(Aim of the task): Resume the news article below about the seed systems study tour in Hungary, continuing on from its final sentence.

(Document section):
============================================================

FAO Regional Office for Europe and Central Asia

Partnerships help build better seed systems in Europe and Central Asia

A study tour brought representatives of Armenia, Kyrgyzstan, and North Macedonia to Hungary to learn about improving their seed systems. The visit on 16–20 May constituted part of an FAO project aiming to enhance climate resilience in agriculture.

Specifically, national professionals and policy-makers from the three countries deepened their knowledge in seed material renewal, seed certification, and seed supply production on the example of the Hungarian system. Participants shared information on their legislative frameworks and current structures and how to adapt these to local contexts. Their collaboration and mutual learning will contribute to further develop seed systems and genetic resources in Europe and Central Asia.

“The project foresees the improvement of the production and usage of high-quality and tolerant seeds to strengthen climate-resilient seed systems through better knowledge and seed quality control systems,” explained Tania Santivanez, FAO agricultural officer.

============================================================

(Information shown):
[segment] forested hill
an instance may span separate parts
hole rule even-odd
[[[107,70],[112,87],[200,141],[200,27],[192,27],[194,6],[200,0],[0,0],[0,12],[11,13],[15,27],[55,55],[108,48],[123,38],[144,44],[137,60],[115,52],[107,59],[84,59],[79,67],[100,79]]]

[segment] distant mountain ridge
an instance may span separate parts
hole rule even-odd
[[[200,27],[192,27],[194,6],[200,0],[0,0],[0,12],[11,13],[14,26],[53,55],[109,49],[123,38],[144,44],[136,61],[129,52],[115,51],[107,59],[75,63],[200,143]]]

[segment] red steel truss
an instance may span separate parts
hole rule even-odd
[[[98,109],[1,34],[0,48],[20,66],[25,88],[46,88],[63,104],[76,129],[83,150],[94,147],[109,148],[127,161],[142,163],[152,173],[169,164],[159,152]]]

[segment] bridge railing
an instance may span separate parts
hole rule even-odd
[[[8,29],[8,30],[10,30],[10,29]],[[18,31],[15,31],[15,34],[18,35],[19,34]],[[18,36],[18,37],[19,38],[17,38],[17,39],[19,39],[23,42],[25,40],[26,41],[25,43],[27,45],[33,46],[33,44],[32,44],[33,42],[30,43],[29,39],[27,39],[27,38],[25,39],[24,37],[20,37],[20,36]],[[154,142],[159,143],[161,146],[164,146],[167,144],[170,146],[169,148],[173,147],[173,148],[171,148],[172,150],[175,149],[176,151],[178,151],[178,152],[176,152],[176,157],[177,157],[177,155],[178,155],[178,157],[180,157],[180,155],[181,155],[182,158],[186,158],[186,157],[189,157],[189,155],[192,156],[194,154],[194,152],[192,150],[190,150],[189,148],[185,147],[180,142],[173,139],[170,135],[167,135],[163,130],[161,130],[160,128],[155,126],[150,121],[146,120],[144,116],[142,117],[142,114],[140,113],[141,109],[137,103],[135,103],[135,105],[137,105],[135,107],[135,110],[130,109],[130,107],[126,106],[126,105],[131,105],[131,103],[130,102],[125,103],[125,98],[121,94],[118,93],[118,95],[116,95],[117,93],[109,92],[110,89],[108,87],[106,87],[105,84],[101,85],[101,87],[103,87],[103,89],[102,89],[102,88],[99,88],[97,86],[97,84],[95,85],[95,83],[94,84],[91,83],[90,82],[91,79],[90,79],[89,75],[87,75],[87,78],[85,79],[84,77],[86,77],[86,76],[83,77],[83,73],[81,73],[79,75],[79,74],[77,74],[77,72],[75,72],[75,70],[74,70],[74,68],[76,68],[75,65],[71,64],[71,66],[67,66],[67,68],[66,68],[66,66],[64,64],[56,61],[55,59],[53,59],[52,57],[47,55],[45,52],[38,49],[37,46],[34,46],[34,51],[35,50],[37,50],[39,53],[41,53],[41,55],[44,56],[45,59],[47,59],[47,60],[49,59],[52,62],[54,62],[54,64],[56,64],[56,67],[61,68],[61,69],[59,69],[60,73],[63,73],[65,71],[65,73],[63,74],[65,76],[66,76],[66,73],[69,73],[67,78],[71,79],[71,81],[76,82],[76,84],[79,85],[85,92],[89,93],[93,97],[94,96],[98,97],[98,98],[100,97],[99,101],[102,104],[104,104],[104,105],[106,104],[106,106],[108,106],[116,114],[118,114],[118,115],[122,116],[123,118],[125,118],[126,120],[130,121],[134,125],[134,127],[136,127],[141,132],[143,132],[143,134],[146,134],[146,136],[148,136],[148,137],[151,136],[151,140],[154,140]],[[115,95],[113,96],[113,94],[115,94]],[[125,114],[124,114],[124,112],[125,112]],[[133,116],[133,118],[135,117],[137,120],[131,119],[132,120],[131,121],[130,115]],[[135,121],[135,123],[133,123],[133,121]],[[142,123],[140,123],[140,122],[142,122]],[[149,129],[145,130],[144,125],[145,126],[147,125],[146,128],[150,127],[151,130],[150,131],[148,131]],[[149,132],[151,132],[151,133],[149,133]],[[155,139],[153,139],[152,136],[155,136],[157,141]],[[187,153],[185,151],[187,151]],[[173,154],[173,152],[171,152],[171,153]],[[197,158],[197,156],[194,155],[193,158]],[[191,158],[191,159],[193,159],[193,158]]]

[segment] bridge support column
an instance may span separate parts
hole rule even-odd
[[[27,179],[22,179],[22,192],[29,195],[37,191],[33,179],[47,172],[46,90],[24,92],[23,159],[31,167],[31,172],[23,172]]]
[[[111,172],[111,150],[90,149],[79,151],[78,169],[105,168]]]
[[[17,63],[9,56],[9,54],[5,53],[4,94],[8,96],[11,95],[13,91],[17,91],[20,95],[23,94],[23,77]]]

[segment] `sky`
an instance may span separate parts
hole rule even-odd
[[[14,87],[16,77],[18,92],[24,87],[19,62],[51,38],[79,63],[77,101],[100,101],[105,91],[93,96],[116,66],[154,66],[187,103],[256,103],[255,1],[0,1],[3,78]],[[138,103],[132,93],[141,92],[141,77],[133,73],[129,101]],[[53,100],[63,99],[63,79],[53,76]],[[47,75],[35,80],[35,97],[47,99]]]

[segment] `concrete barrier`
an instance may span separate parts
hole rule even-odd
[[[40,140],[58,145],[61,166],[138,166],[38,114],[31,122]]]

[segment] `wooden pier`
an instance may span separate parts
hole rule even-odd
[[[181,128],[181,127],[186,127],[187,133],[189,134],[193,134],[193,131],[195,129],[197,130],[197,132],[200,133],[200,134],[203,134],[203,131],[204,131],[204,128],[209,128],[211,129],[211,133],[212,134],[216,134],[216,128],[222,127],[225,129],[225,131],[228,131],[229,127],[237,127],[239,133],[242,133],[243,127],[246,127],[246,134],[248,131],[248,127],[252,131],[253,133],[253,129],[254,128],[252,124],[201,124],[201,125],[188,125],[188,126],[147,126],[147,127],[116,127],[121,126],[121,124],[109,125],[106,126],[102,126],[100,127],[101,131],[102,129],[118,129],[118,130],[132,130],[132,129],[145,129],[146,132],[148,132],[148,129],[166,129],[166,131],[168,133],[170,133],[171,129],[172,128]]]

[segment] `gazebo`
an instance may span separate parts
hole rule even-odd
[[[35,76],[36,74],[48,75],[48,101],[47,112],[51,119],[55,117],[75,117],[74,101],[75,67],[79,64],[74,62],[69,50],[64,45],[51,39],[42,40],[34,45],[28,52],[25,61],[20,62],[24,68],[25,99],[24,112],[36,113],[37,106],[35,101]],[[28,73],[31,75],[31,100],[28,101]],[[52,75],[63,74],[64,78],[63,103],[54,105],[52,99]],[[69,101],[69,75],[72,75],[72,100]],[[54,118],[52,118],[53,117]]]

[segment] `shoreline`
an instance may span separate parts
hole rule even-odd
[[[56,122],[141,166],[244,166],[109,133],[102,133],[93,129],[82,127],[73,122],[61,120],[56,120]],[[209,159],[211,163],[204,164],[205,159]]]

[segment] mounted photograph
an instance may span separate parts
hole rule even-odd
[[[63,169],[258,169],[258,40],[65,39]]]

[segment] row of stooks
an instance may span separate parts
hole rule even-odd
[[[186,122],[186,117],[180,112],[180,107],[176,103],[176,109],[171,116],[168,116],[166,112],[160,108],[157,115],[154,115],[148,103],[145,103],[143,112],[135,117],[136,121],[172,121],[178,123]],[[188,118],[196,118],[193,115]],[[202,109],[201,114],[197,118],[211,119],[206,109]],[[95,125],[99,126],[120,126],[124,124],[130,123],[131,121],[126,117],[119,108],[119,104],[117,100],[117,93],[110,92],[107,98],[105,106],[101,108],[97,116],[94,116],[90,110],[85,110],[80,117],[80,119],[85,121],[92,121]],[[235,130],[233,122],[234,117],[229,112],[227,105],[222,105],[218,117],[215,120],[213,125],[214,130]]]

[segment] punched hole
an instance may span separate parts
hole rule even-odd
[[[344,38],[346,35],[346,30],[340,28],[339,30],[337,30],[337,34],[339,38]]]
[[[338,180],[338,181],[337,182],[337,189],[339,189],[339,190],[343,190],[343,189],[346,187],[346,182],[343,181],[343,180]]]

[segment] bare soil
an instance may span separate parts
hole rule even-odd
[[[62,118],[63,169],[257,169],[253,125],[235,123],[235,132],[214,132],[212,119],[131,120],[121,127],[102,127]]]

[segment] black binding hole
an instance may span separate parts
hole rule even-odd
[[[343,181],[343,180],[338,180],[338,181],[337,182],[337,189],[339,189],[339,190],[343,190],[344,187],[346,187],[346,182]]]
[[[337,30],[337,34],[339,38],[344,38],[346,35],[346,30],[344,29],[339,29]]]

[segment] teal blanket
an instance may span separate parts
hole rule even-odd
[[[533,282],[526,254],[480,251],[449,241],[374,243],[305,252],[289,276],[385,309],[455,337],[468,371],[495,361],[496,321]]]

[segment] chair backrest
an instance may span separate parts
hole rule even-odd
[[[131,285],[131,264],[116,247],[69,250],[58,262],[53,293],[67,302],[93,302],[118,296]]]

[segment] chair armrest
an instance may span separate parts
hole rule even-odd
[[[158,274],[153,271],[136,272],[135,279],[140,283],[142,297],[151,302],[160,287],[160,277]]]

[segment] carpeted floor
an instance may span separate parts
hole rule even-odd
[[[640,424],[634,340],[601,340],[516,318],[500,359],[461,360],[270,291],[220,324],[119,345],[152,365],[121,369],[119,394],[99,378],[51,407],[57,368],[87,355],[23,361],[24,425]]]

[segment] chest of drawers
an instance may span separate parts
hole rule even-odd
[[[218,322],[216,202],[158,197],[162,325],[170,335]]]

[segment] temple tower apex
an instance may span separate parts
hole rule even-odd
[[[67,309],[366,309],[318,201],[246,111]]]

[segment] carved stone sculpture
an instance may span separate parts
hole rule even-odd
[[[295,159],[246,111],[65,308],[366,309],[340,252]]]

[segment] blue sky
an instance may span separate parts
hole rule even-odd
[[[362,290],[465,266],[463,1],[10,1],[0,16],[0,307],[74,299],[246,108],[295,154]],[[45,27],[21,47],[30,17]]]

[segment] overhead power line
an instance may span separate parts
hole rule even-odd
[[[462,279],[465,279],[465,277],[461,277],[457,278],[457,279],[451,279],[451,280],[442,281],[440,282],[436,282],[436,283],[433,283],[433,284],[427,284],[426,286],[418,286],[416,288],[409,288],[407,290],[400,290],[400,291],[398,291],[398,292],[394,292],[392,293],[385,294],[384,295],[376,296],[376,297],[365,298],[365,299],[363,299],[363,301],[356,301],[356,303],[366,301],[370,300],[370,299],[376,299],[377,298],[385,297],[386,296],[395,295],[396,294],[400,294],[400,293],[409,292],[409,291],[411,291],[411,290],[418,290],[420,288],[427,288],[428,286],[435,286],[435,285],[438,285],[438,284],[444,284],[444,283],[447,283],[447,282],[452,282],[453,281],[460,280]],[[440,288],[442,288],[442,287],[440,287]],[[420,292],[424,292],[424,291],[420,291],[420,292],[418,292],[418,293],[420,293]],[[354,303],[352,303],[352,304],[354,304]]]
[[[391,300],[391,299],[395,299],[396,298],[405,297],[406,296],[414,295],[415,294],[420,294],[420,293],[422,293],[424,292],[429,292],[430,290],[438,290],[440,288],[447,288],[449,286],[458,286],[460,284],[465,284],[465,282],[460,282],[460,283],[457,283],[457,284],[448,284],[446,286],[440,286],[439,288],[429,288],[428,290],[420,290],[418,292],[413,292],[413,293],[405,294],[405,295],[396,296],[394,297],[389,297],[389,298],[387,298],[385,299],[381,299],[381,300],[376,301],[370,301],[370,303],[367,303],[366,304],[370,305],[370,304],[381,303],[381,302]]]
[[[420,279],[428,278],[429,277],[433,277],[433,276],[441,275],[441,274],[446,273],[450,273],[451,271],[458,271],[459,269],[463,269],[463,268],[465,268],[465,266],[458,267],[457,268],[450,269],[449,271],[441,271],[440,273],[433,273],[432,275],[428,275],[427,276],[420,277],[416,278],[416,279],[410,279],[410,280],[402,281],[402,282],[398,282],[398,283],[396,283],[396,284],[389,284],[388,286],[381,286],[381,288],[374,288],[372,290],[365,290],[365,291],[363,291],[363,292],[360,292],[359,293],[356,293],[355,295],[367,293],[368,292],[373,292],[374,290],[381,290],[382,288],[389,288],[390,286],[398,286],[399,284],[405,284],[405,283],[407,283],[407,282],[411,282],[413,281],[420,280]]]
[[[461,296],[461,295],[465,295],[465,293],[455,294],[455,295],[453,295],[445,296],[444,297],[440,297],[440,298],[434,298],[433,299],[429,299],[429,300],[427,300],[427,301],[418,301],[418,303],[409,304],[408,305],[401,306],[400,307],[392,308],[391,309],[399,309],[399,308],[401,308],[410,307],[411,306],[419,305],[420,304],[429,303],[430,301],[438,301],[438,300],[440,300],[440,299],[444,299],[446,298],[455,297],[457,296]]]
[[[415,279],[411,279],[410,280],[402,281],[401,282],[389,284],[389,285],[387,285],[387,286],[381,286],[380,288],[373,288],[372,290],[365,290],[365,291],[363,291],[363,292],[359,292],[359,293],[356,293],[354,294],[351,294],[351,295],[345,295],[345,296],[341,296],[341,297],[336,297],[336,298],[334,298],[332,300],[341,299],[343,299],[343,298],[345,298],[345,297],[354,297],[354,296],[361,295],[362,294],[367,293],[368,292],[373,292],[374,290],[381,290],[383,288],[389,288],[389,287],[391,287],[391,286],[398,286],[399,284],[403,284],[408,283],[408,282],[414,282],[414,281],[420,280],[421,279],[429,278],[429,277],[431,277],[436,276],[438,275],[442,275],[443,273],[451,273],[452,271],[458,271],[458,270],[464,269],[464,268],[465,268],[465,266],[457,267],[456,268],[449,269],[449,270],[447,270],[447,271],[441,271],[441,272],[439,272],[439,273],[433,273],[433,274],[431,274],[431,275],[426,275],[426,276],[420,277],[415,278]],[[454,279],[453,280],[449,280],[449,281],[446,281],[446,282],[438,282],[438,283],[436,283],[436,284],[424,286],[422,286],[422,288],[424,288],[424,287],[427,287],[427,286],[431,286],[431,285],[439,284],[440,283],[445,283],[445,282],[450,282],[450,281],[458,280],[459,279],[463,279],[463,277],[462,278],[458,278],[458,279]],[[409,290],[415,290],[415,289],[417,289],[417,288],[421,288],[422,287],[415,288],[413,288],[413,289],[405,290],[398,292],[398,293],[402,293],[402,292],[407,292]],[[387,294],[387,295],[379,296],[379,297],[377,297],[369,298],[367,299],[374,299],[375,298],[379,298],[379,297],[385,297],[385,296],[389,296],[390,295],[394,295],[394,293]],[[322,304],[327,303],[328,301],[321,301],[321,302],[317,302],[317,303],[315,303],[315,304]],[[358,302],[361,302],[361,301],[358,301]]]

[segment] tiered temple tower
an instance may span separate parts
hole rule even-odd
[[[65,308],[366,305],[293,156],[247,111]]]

============================================================

(Answer for this exercise):
To support this goal, participants of the study tour visited the Centre for Agricultural Research – the largest agricultural research complex in Hungary that carries out basic and applied research and development in the field of agricultural sciences. The Centre plays an active role in developing maize hybrids that are resistant to plant pests and diseases, as well as more tolerant to cold and drought. Both the working modality of the Centre and the effort to deliver drought-tolerant crop varieties proved to be interesting for country representatives.

The programme included a visit to a leading seed producer in the post-Soviet countries, Woodstock Ltd. The company’s goal is to produce safe, high-quality, and climate-resistant crop hybrids in line with international standards. Participants of the study tour appreciated the opportunity to learn about Hungarian seed legislation and laboratories for testing, as well as gain insight into producing climate-tolerant varieties.

On the third day, guests visited Gyermelyi Holding Company, which is Hungary's market-leading pasta manufacturer, largest egg producer, and, as a result, a key player in the milling industry. The company operates a well-functioning example of vertical integration and cover crop production and processing, realizing that high-quality seed is the basis for producing quality wheat and, ultimately, quality products. The company built its own modern seed plant on 8 800 hectares with a closed vertical integration system that has a complete infrastructure required for seed processing, pre-cleaning, drying, and storage capacity.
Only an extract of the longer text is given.